How much time do you spend waiting?…for your loved one to finish eating or to find a lost glove?….Dementia complicates their simplest moves. Since patience is not my big virtue, I’ve developed tricks to calm myself through long waits. While Mom weeds slowly through her salad, I sometimes write haiku.
It doesn’t take long to sketch out one of these small poems. The basic form is just three lines. First line must have five syllables, second line has seven, third line has five. As caregiver activities go, this one probably exercises your mind as much as a crossword puzzle. You also get the satisfaction of creating something original. I invite other creative readers to write a haiku and share it here with our caregiving audience. Here are some caregiver moments cast in the haiku form.
Thank God for gardens.
Flower names have slipped away
Blooms still look joyful.
Worries crease my face
As your grey head grows heavy
Who, here, is the child?
Feet slow as syrup
I can’t take much more plodding
So I’ll sing — why not?
Go ahead, write a little poem and post it here. We’re all ears.
The times when I feel sorry for myself are not my proudest moments. But when you’re caring for a mom with dementia, sometimes you’ve got to ask, “Why me?” On those days, I try to remind myself that dementia is mainly a disease of old age. If your mom has lived long enough to get it — and you’ve lived long enough to become her caregiver — luck is at work in your life.

════

--- Exercise 1 ---
Can you sum up the post about caregiving and haiku in two sentences?
--- Exercise 2 ---
Could you carry the post about caregiving and haiku forward, picking up after its final sentence?

════

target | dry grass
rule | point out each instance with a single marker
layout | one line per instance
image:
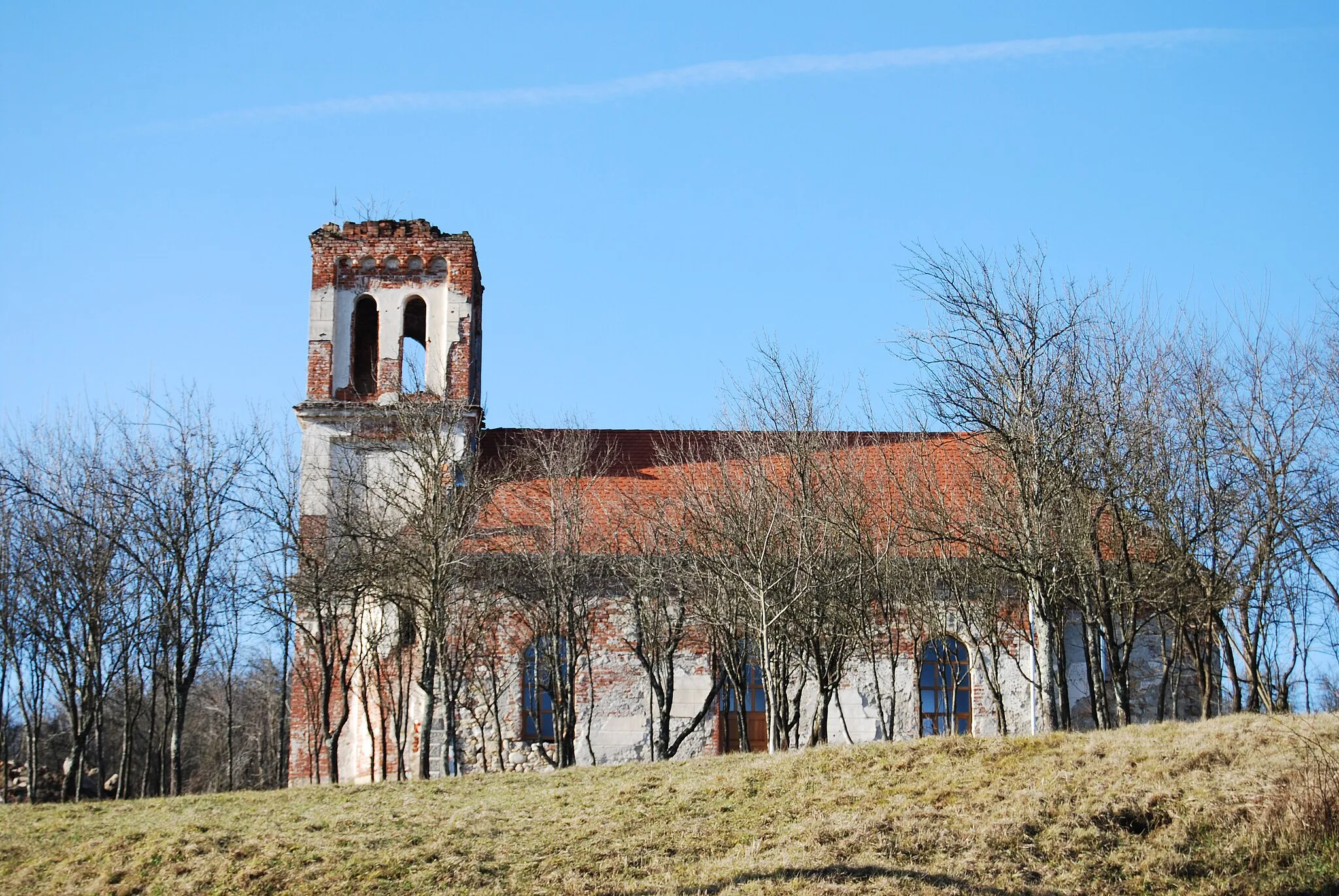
(1227, 806)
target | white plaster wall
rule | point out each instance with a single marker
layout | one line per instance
(332, 318)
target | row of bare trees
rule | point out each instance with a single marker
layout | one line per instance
(127, 607)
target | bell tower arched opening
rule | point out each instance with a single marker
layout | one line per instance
(414, 346)
(365, 346)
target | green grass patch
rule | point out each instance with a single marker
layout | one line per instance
(1210, 808)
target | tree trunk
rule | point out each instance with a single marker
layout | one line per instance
(428, 682)
(1043, 644)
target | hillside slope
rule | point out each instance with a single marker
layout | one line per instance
(1208, 808)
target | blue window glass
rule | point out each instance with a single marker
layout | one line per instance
(945, 688)
(537, 685)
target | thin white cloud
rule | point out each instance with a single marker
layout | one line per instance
(706, 74)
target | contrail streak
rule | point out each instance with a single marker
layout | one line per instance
(705, 74)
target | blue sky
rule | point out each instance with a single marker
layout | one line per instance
(642, 212)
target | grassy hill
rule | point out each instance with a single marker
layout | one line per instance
(1235, 805)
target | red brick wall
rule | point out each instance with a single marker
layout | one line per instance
(337, 255)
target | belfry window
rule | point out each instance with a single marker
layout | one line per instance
(945, 688)
(414, 347)
(365, 346)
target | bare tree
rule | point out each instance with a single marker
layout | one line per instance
(994, 362)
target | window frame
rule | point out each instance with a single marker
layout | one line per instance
(950, 693)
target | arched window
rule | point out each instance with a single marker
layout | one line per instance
(414, 346)
(543, 670)
(945, 688)
(749, 708)
(365, 346)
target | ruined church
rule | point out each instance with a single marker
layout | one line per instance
(386, 291)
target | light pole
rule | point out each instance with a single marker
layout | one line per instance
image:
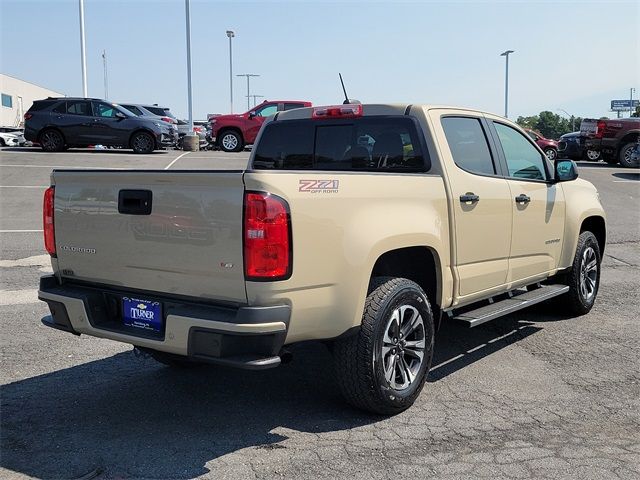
(506, 82)
(83, 55)
(106, 78)
(230, 34)
(254, 98)
(248, 75)
(189, 97)
(573, 119)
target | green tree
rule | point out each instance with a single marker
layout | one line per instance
(550, 125)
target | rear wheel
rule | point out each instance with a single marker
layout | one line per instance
(626, 157)
(230, 141)
(382, 368)
(51, 141)
(584, 277)
(142, 142)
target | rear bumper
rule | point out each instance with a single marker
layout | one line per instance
(245, 337)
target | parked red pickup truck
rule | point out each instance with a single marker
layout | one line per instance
(615, 138)
(232, 132)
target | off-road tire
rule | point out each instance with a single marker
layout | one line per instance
(575, 302)
(51, 140)
(624, 156)
(230, 141)
(358, 362)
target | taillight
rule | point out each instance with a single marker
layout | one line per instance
(338, 111)
(267, 237)
(47, 221)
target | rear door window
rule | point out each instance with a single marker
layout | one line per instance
(79, 107)
(468, 145)
(362, 144)
(524, 161)
(266, 111)
(133, 109)
(291, 106)
(101, 109)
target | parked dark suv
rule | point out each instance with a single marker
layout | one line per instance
(60, 123)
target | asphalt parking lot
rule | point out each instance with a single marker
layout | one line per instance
(532, 395)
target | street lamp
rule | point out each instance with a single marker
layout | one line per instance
(573, 119)
(254, 96)
(230, 34)
(248, 75)
(506, 82)
(83, 56)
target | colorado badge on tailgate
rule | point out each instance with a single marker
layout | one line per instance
(142, 314)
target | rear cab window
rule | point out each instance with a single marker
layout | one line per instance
(358, 144)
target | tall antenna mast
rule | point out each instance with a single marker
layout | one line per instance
(346, 97)
(106, 78)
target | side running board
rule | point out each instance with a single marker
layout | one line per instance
(516, 302)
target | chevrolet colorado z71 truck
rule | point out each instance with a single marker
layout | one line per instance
(358, 225)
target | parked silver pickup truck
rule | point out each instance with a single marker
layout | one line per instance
(361, 225)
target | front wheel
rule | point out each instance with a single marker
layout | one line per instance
(584, 277)
(382, 368)
(626, 156)
(551, 153)
(142, 142)
(52, 141)
(231, 141)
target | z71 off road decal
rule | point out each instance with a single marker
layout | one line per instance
(319, 186)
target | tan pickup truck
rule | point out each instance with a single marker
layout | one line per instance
(364, 226)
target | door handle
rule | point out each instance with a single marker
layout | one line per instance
(469, 197)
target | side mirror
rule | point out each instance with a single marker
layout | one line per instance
(565, 170)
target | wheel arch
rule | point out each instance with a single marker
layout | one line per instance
(630, 137)
(596, 225)
(417, 263)
(144, 130)
(230, 128)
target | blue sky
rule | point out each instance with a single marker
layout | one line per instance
(571, 55)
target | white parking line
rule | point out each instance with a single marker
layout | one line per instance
(66, 166)
(176, 159)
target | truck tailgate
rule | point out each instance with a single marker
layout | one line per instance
(189, 244)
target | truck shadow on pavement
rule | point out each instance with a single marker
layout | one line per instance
(113, 151)
(130, 417)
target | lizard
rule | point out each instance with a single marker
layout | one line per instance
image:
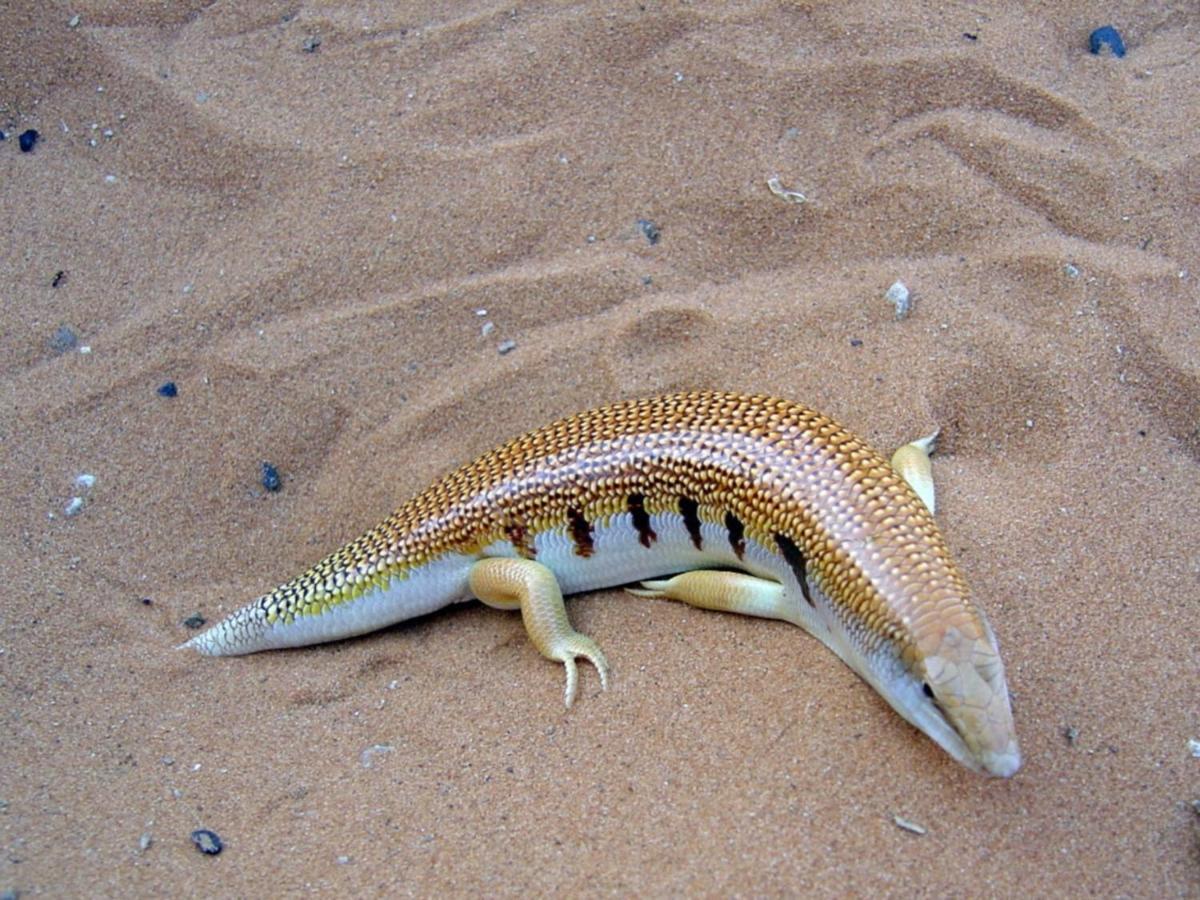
(729, 502)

════

--- Answer 1 ---
To calm down during long waits for a mother with dementia, the writer composes haiku, three-line poems of five, seven, and five syllables, and invites readers to write and share their own. The writer admits to sometimes asking "Why me?" but recalls that dementia is mainly a disease of old age, so living long enough for it to arrive means luck is at work.

--- Answer 2 ---
Open any tabloid and you’ll be reminded that many children lose their mothers to cancer and drunk drivers. Some kids never know their mom because adoption or divorce gets in the way. A dear friend of mine died at 37, leaving behind a five year old son. She would have suffered any discomfort imaginable to buy one more day with her boy. But science could not help her earn a pass to longer life.
My mom is sick, and there’s nothing I can do to stop the advance of her illness. But I’m so thankful that she lived long enough for me to really know her before dementia took over. I’m grateful that I, too, survived these years and learned what it’s really like to care for a parent I had taken for granted.
Being a witness to this disease can be hard, but on Mother’s Day I try to keep in mind that good fortune wears strange masks. Sharing a meal with my mom and giving her a hug is quite a privilege. Fate has kept her alive and taught me to see that being a “mother” to my mother can be a gift. For the weary caregivers, I say, “Happy Mother’s Day everyone!” And for the many moms we care for: “We love you, mothers!”